*What you need to do*:
Reproduce nothing but the closing run of lines: the line with "the white bed" and each line that follows it to the end of the data.

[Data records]
------
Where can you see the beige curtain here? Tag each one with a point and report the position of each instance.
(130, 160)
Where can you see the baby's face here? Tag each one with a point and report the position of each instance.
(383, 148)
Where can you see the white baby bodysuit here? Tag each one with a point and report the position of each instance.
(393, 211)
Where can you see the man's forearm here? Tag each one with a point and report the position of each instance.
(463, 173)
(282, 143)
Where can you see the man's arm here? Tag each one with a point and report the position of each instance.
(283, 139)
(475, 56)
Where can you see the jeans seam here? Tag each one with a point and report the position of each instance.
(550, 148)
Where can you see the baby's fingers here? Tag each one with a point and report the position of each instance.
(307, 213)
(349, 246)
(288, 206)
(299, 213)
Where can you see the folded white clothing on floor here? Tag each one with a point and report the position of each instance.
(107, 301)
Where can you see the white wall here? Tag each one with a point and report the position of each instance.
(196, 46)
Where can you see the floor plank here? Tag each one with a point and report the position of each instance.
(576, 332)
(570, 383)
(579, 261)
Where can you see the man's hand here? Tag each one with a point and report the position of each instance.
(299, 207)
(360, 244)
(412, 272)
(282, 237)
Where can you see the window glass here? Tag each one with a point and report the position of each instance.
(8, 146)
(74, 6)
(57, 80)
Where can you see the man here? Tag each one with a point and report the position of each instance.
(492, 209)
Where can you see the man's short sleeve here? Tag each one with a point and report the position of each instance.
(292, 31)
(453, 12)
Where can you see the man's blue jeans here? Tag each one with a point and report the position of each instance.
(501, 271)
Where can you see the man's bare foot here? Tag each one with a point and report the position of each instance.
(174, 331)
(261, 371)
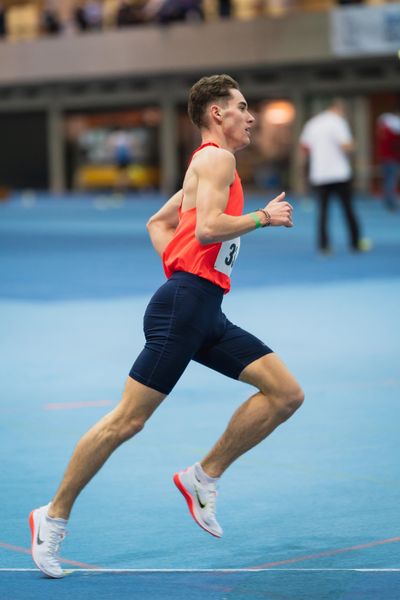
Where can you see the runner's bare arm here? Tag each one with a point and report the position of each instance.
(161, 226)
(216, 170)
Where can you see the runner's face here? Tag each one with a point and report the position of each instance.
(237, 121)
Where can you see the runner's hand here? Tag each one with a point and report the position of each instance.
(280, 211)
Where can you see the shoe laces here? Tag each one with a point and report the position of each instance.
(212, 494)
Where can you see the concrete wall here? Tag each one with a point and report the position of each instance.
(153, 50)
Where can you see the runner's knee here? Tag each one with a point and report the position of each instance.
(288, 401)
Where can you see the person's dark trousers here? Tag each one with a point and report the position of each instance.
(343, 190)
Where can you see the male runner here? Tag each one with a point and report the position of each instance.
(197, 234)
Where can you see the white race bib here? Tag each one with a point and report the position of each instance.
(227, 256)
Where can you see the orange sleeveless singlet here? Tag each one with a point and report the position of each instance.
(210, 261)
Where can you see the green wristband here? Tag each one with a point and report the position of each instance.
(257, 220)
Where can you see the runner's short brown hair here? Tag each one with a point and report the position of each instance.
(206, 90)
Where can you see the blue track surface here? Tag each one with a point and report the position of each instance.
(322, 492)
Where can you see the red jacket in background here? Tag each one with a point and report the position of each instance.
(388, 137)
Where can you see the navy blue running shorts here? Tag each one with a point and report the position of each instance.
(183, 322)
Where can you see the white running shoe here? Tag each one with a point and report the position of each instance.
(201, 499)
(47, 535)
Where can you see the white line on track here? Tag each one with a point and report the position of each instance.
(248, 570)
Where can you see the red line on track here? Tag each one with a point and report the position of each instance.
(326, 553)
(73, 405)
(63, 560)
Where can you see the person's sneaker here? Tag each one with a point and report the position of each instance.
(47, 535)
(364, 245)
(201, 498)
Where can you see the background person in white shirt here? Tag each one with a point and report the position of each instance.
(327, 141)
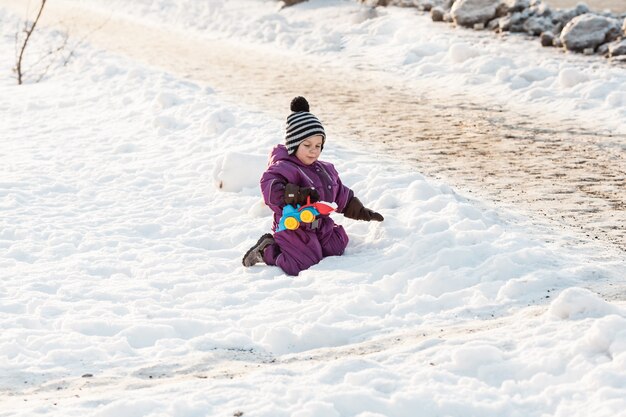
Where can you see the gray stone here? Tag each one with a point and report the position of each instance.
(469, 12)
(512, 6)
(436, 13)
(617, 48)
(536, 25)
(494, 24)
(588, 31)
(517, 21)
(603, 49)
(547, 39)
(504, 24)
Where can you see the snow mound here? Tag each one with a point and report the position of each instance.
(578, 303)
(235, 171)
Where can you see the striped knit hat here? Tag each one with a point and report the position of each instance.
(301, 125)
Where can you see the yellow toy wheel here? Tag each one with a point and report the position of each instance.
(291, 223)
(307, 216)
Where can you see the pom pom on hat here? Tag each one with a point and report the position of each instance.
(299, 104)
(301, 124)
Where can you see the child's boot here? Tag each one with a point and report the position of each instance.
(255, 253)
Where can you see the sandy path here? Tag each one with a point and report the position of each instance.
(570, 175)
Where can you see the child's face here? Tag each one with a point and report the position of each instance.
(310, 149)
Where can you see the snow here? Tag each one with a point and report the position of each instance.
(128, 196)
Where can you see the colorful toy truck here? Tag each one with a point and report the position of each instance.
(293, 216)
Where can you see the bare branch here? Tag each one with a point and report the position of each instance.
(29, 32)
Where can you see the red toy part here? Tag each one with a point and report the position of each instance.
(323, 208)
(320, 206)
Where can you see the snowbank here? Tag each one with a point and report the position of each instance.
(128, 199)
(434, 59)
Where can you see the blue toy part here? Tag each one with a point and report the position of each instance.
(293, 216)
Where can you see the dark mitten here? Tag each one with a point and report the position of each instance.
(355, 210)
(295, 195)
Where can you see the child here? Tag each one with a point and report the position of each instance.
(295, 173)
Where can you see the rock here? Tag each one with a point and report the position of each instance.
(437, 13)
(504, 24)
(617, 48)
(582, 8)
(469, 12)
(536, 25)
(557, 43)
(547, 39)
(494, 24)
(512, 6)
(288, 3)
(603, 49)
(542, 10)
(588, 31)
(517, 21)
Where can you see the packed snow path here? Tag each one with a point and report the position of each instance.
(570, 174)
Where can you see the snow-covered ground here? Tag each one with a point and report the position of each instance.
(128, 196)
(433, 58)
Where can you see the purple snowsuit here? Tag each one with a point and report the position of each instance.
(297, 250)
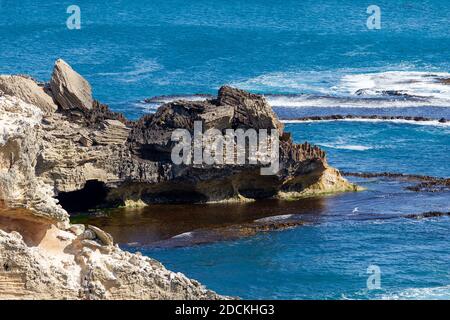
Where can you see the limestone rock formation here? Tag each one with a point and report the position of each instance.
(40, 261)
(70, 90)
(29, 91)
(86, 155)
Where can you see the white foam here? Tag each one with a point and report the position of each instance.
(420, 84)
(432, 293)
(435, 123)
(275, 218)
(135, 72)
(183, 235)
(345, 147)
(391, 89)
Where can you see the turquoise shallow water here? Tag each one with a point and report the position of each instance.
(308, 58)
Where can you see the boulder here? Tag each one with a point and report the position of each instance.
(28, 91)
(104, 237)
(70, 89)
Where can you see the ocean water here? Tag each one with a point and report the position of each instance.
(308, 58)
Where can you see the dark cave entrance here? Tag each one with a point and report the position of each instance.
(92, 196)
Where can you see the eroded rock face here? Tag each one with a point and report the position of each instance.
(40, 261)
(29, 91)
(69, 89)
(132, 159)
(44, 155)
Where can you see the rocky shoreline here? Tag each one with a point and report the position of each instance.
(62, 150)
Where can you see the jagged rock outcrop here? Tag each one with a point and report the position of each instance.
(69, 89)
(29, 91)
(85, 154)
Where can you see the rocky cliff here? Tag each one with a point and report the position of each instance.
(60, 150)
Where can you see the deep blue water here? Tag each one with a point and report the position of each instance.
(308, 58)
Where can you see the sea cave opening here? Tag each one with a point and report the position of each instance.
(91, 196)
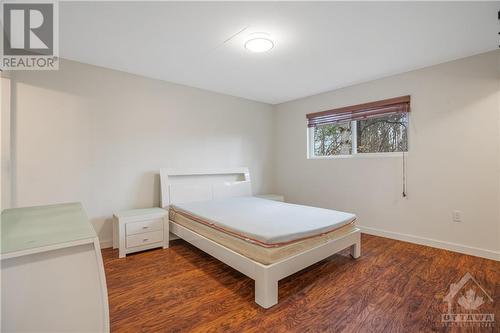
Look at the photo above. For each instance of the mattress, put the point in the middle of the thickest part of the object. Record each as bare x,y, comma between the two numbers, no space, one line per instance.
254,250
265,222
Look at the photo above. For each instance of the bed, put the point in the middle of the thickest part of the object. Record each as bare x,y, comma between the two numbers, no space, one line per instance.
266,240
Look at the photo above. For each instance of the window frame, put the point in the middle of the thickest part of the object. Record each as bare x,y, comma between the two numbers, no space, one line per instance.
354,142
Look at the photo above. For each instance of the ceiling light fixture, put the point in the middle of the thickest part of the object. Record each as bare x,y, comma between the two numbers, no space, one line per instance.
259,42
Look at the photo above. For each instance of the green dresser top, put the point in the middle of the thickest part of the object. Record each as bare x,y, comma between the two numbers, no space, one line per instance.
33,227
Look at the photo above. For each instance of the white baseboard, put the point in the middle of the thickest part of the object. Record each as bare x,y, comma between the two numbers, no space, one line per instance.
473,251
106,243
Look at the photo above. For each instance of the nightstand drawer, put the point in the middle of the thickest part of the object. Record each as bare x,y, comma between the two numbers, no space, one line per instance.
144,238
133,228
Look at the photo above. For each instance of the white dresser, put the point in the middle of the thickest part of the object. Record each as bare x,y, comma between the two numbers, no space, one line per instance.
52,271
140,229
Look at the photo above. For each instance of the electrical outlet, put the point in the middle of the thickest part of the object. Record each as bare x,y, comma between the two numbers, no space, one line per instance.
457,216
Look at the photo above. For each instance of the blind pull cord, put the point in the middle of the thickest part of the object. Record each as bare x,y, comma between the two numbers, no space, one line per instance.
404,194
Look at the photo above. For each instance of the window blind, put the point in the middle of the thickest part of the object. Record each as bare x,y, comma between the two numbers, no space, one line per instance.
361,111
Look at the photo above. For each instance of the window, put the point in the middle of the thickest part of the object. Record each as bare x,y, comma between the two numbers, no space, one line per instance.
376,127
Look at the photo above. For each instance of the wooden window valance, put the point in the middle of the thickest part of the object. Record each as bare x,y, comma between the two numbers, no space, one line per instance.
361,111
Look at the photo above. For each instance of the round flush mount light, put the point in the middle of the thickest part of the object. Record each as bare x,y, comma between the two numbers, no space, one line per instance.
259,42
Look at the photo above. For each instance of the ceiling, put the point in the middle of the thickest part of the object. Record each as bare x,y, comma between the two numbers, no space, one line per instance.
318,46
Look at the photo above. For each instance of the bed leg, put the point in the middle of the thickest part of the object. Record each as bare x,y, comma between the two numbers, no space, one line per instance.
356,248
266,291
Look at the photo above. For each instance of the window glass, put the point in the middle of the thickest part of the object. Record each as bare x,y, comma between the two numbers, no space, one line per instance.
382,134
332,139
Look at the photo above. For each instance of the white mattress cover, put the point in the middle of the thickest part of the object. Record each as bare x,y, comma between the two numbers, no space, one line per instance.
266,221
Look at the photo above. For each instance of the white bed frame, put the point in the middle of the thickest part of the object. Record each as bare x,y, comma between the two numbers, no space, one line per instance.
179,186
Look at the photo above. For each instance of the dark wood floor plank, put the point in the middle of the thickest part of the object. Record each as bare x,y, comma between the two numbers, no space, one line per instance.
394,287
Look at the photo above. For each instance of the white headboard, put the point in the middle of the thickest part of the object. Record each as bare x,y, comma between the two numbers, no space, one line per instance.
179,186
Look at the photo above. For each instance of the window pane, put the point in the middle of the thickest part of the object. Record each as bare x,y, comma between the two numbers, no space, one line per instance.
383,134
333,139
------
*Written response*:
Look at the photo above. For each instance of the white bed frame, put the point in the middle of the thickest part of the object. Record each as bare x,y, comma between the two numbers, no space, one line per instance.
179,186
Look at the photo above. For each instance of the dark wood floor plank, put the point in the middle of the thickest part of the object. Record each as bare x,y, comma between the two numbers, no space, one line per instance.
394,287
Look at the photo above. For each instance of the white headboard, put the point in the middle of the thickest part of the object. Record each as bare x,y, comma between the two numbers, no space, one line per instance.
179,186
Look at the photo above. For each instance of the window pane, put the point in the middle of the thickest part of the object. Record each as bare x,y, comma between the two numbers, no space, one line per instance.
383,134
333,139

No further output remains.